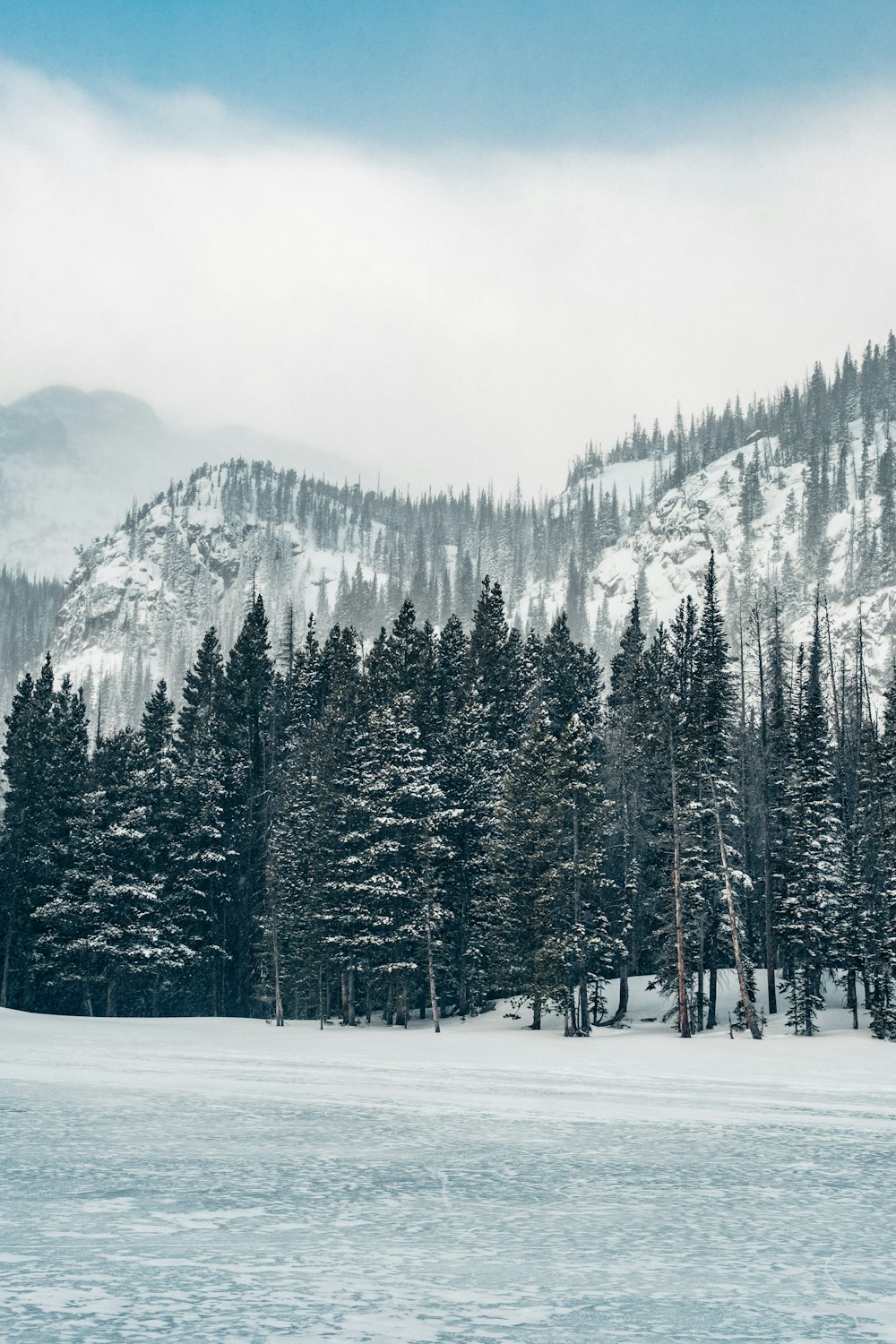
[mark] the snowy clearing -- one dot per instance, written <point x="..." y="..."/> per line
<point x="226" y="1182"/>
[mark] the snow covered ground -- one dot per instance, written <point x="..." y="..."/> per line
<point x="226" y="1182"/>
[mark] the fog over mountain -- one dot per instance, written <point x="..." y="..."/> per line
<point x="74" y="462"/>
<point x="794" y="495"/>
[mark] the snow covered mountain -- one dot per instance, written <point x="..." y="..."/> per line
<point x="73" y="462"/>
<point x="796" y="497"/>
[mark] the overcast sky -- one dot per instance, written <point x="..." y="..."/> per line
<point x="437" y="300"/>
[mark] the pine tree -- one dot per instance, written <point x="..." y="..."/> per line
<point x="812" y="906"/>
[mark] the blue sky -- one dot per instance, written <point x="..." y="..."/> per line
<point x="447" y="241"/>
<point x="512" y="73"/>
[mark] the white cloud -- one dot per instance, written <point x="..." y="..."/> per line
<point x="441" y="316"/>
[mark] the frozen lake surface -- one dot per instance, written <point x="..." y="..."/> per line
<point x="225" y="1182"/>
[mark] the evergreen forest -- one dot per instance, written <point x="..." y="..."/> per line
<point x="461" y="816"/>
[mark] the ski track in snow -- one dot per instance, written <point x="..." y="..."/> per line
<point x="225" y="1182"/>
+++
What is needed - Copy all of the data word for word, and keep the pictures out of it.

Problem solution -
[mark] the snowy clearing -- one dot per instance, written <point x="..." y="..."/> per line
<point x="226" y="1182"/>
[mark] the snow covered ground -- one dot per instance, written <point x="..." y="..."/> per line
<point x="226" y="1182"/>
[mark] the fog over mountain -- one dot per instance, written <point x="..." y="..."/> per line
<point x="74" y="462"/>
<point x="794" y="495"/>
[mark] the snow covered mountain -- one dot per instance, written <point x="..." y="..."/> per line
<point x="73" y="462"/>
<point x="796" y="497"/>
[mark] the overcast sky -- one dot per instance, written <point x="..." y="..."/> per line
<point x="437" y="300"/>
[mark] the pine tree -- one dot per instance, written <point x="..." y="..."/> per line
<point x="812" y="906"/>
[mark] the blue sky -- one dot per instance, written <point x="..." y="..."/> per line
<point x="447" y="241"/>
<point x="512" y="73"/>
[mark] the white cloud -- one dot per instance, written <point x="..." y="..."/> per line
<point x="441" y="316"/>
[mark] the frozen lake surface -- one dot per instance, written <point x="..." y="..."/> per line
<point x="225" y="1182"/>
[mark] the evergreen forest -- one dot per instance, written <point x="..." y="..."/> per line
<point x="461" y="816"/>
[mark] the ski track in snow -- one dot per instance, written <point x="..." y="..."/> per line
<point x="225" y="1182"/>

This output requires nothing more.